▸ Directions for this task
Please copy, word for word, the lines from the one containing "Q: In the photo above, mark the green lawn" through the one containing "x=131, y=144", with both of those lines included.

▸ Input

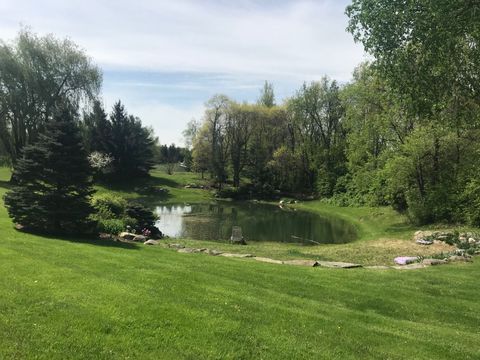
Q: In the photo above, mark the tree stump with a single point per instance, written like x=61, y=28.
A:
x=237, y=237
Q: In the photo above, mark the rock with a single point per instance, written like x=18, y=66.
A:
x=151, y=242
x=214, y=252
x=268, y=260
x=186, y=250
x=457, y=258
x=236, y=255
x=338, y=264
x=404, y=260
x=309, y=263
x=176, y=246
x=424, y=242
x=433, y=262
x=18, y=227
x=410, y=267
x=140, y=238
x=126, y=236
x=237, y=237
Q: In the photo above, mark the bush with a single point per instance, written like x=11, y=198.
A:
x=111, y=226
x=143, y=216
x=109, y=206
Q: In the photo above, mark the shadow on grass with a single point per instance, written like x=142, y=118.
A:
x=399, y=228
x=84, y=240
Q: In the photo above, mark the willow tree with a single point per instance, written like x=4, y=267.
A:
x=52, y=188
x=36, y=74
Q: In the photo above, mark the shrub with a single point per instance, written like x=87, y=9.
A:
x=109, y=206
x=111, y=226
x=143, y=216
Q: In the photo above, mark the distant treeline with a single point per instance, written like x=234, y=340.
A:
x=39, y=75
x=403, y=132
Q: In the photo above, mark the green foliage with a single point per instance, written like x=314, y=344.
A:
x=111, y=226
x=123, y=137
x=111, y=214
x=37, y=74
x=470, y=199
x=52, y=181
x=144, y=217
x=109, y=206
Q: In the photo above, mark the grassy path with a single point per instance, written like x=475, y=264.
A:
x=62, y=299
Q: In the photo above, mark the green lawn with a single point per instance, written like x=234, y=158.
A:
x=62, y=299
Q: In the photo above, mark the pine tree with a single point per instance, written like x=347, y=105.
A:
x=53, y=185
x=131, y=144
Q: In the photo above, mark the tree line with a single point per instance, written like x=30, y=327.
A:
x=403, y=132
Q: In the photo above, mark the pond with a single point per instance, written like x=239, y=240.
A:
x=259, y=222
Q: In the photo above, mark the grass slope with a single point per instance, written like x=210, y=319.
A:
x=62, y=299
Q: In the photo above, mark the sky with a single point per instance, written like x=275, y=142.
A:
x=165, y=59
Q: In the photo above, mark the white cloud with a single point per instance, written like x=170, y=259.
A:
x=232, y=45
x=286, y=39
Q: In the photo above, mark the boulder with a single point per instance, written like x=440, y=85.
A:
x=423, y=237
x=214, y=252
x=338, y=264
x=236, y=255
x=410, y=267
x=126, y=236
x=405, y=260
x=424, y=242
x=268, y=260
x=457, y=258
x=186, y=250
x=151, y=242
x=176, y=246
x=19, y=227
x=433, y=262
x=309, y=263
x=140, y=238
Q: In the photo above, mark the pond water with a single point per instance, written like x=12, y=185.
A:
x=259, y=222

* * *

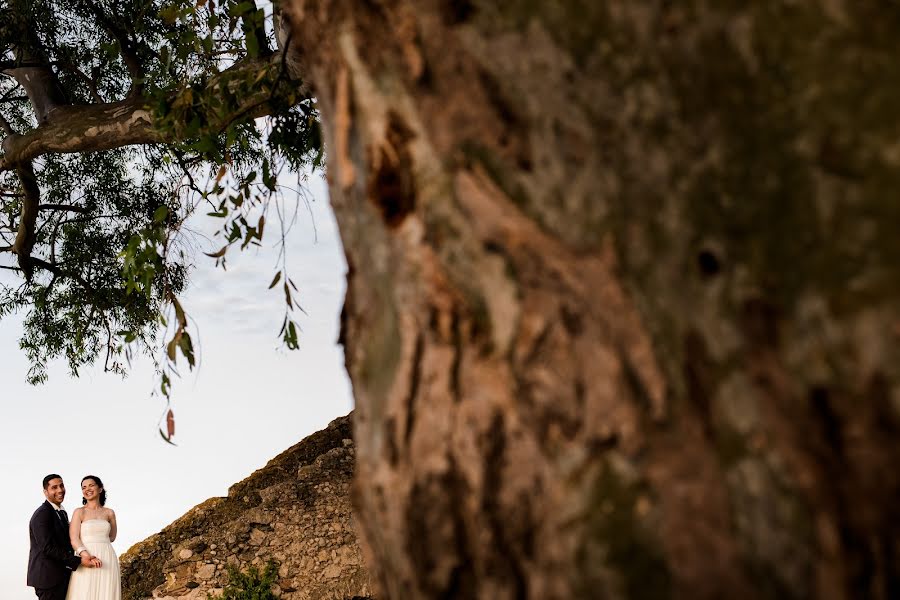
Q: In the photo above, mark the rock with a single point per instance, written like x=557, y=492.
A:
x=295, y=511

▸ Exercise output
Q: In the photo above, mark the green lawn with a single point per instance, written like x=234, y=158.
A:
x=62, y=299
Q: In the photo above, mark the pine tree with a single point per instance, written like x=347, y=105.
A:
x=53, y=185
x=131, y=144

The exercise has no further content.